======== Lesetext ========

001 Verwaltungsrecht allgemein
40/01 Verwaltungsverfahren

Norm

VStG §51g Abs3 Z1
VwGVG 2014 §46 Abs3 Z1
VwRallg

Betreff

Der Verwaltungsgerichtshof hat durch den Vorsitzenden Senatspräsident Dr. Strohmayer sowie die Hofräte Mag. Stickler und Mag. Tolar als Richter, unter Mitwirkung der Schriftführerin Klima, LL.M., über die Revision des M A in K, vertreten durch die Kinberger-Schuberth-Fischer Rechtsanwälte-GmbH in 5700 Zell/See, Salzachtal Bundesstraße 13, gegen das Erkenntnis des Landesverwaltungsgerichts Salzburg vom 25. Mai 2020, 405-7/854/1/32-2020, betreffend Bestrafung nach dem ASVG (belangte Behörde vor dem Verwaltungsgericht: Bezirkshauptmannschaft Zell am See), den Beschluss gefasst:

Spruch

Die Revision wird zurückgewiesen.

======== Bereitgestellte Einträge ========

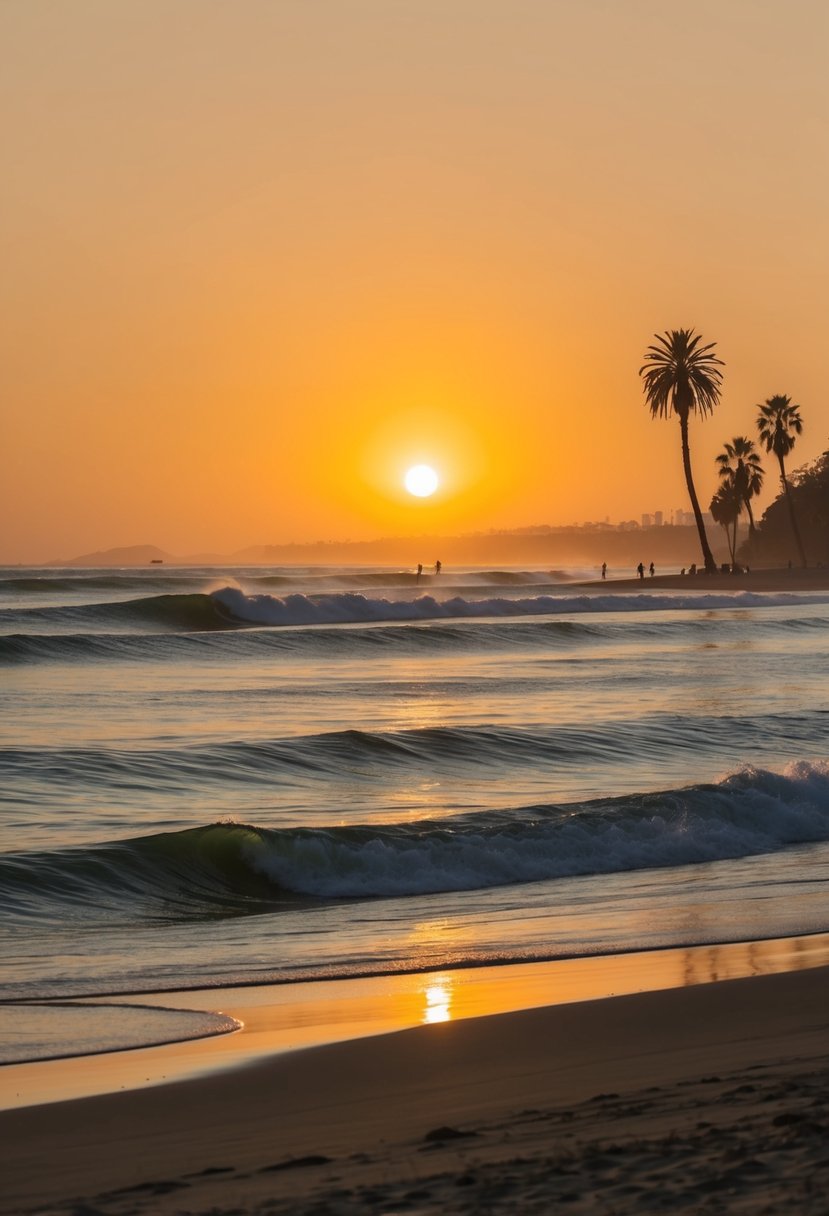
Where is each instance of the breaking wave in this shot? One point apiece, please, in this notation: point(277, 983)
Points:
point(232, 868)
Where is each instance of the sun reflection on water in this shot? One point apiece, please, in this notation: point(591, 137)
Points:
point(438, 1000)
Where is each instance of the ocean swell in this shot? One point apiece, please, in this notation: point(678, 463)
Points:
point(230, 868)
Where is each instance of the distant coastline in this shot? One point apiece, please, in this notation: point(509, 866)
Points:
point(581, 546)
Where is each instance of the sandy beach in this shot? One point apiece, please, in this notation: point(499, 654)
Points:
point(761, 580)
point(706, 1098)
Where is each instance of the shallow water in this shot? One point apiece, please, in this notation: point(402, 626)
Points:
point(231, 776)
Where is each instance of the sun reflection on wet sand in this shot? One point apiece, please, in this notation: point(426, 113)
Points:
point(287, 1017)
point(438, 998)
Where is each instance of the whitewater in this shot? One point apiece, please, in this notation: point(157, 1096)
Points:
point(241, 776)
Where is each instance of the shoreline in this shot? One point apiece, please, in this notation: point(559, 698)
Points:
point(524, 1105)
point(760, 580)
point(280, 1018)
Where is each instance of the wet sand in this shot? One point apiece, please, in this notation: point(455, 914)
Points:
point(708, 1098)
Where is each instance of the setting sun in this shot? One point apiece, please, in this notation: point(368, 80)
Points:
point(421, 480)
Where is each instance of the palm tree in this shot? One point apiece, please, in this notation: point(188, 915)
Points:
point(779, 423)
point(746, 471)
point(680, 376)
point(726, 507)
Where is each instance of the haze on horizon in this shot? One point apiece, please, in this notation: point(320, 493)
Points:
point(261, 258)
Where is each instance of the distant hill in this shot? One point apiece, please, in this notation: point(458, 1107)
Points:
point(545, 547)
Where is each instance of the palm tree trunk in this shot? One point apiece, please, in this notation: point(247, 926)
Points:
point(791, 513)
point(708, 557)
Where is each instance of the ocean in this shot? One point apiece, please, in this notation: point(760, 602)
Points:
point(214, 777)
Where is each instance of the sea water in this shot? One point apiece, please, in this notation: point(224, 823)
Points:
point(231, 776)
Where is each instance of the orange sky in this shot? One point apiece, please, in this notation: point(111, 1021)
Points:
point(259, 257)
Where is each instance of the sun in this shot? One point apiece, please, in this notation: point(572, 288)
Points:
point(421, 480)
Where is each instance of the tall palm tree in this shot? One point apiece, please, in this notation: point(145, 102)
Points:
point(779, 423)
point(680, 376)
point(726, 508)
point(740, 462)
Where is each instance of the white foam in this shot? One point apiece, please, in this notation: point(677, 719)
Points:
point(749, 812)
point(354, 608)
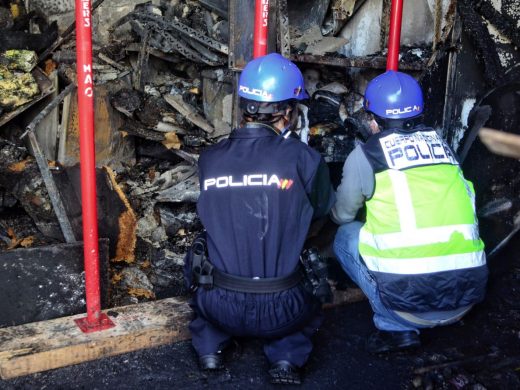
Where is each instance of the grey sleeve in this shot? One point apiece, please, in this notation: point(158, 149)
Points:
point(357, 184)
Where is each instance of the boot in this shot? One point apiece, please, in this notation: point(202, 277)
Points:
point(284, 373)
point(382, 341)
point(211, 362)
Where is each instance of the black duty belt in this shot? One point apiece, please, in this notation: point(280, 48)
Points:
point(256, 285)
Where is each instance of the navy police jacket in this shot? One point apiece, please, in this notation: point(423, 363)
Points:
point(258, 195)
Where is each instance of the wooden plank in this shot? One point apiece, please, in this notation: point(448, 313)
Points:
point(43, 346)
point(502, 143)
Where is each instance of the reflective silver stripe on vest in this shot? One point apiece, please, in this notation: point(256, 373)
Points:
point(424, 265)
point(422, 236)
point(444, 318)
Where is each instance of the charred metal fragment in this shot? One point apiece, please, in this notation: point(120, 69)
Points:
point(502, 21)
point(474, 25)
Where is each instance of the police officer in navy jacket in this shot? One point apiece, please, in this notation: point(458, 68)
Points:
point(259, 193)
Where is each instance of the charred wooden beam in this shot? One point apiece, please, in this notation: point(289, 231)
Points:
point(189, 112)
point(377, 62)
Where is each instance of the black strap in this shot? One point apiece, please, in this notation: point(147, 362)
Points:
point(256, 285)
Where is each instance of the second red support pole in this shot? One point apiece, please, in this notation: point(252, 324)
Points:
point(260, 30)
point(394, 39)
point(95, 320)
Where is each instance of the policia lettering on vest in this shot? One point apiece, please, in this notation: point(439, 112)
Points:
point(418, 256)
point(405, 151)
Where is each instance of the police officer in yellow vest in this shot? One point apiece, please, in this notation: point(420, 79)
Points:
point(418, 257)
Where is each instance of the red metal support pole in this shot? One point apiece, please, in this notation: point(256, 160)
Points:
point(95, 320)
point(394, 39)
point(260, 31)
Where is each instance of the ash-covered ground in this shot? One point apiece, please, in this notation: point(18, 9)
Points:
point(480, 352)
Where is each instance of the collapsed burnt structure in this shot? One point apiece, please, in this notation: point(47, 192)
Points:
point(164, 74)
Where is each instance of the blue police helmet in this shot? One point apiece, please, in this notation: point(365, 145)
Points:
point(394, 95)
point(271, 78)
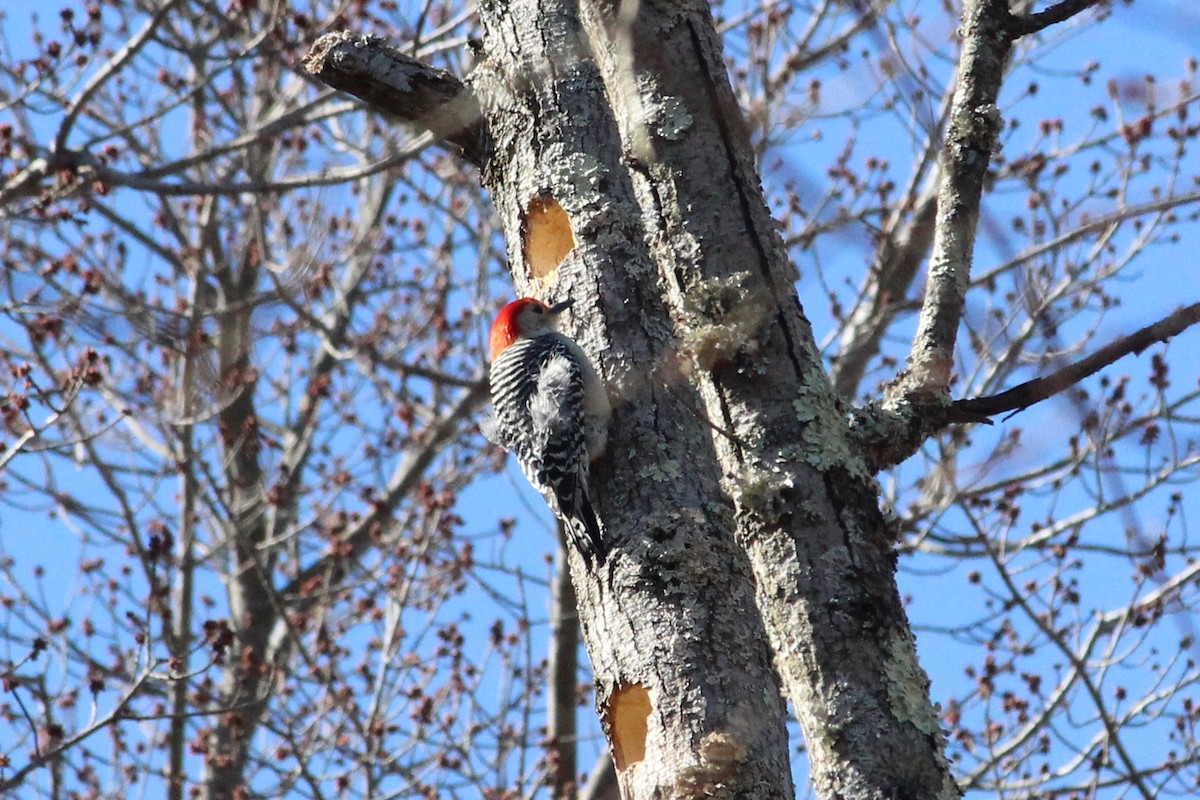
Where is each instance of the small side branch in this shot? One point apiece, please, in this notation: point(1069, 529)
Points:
point(1039, 389)
point(1025, 24)
point(971, 137)
point(887, 433)
point(393, 83)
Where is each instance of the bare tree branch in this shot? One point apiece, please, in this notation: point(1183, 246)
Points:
point(1025, 24)
point(385, 78)
point(1039, 389)
point(971, 137)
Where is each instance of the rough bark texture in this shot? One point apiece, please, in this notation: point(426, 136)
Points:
point(672, 609)
point(736, 504)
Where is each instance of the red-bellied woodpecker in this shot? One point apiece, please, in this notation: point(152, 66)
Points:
point(551, 413)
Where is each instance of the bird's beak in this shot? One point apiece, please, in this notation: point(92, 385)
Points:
point(558, 308)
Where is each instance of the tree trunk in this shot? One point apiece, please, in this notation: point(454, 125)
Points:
point(743, 523)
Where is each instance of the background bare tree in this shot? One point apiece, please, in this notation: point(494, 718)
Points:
point(244, 546)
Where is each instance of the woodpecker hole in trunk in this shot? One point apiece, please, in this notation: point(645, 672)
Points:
point(629, 708)
point(547, 238)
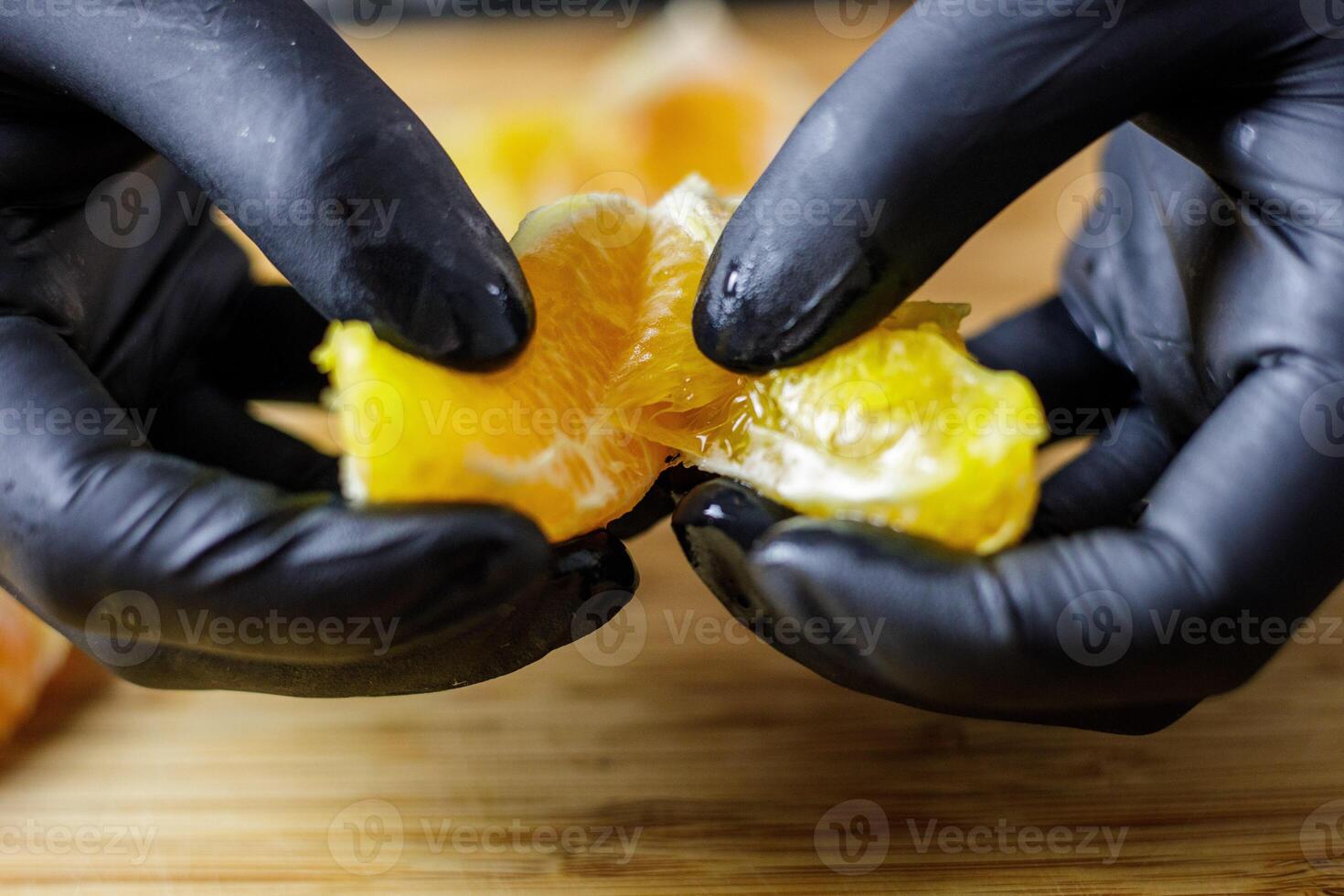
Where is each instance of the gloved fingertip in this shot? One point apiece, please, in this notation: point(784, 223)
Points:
point(723, 328)
point(486, 325)
point(717, 526)
point(597, 563)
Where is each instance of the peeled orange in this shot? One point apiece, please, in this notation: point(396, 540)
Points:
point(900, 427)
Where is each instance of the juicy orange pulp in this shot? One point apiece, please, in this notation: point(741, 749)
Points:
point(900, 427)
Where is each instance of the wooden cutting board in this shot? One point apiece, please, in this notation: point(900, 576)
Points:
point(688, 758)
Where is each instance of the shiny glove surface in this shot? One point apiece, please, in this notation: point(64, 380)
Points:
point(1199, 337)
point(143, 511)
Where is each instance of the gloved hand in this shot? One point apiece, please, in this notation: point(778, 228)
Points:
point(219, 557)
point(1199, 308)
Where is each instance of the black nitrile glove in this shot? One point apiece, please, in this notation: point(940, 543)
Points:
point(219, 557)
point(1201, 308)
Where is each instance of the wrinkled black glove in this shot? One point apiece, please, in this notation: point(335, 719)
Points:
point(219, 557)
point(1200, 308)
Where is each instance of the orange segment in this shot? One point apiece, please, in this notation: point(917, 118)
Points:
point(538, 435)
point(900, 427)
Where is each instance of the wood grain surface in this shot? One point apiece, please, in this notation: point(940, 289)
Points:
point(689, 756)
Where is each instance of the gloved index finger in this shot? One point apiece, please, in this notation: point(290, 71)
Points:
point(306, 149)
point(953, 113)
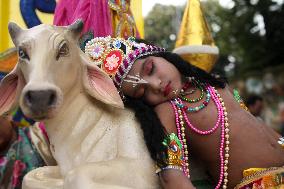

========

Aufgabenstellungen:
A. Beantworte die folgenden Fragen zum Text über den Revisionsbeschluss:
(i) Welche Bestimmung des VwGVG 2014 ist unter „Norm“ angeführt?
(ii) Welche Behörde war vor dem Verwaltungsgericht die belangte Behörde?
(iii) Wie lautet der Spruch?
B. Kopiere aus dem Text über den Revisionsbeschluss wortgetreu den Abschnitt, der mit den Worten „VStG §51g Abs3“ beginnt und mit „Revision wird zurückgewiesen.“ endet.

Lösungen:
A.
(i) §46 Abs3 Z1
(ii) Die Bezirkshauptmannschaft Zell am See
(iii) Die Revision wird zurückgewiesen.

B.
VStG §51g Abs3 Z1
VwGVG 2014 §46 Abs3 Z1
VwRallg

Betreff

Der Verwaltungsgerichtshof hat durch den Vorsitzenden Senatspräsident Dr. Strohmayer sowie die Hofräte Mag. Stickler und Mag. Tolar als Richter, unter Mitwirkung der Schriftführerin Klima, LL.M., über die Revision des M A in K, vertreten durch die Kinberger-Schuberth-Fischer Rechtsanwälte-GmbH in 5700 Zell/See, Salzachtal Bundesstraße 13, gegen das Erkenntnis des Landesverwaltungsgerichts Salzburg vom 25. Mai 2020, 405-7/854/1/32-2020, betreffend Bestrafung nach dem ASVG (belangte Behörde vor dem Verwaltungsgericht: Bezirkshauptmannschaft Zell am See), den Beschluss gefasst:

Spruch

Die Revision wird zurückgewiesen.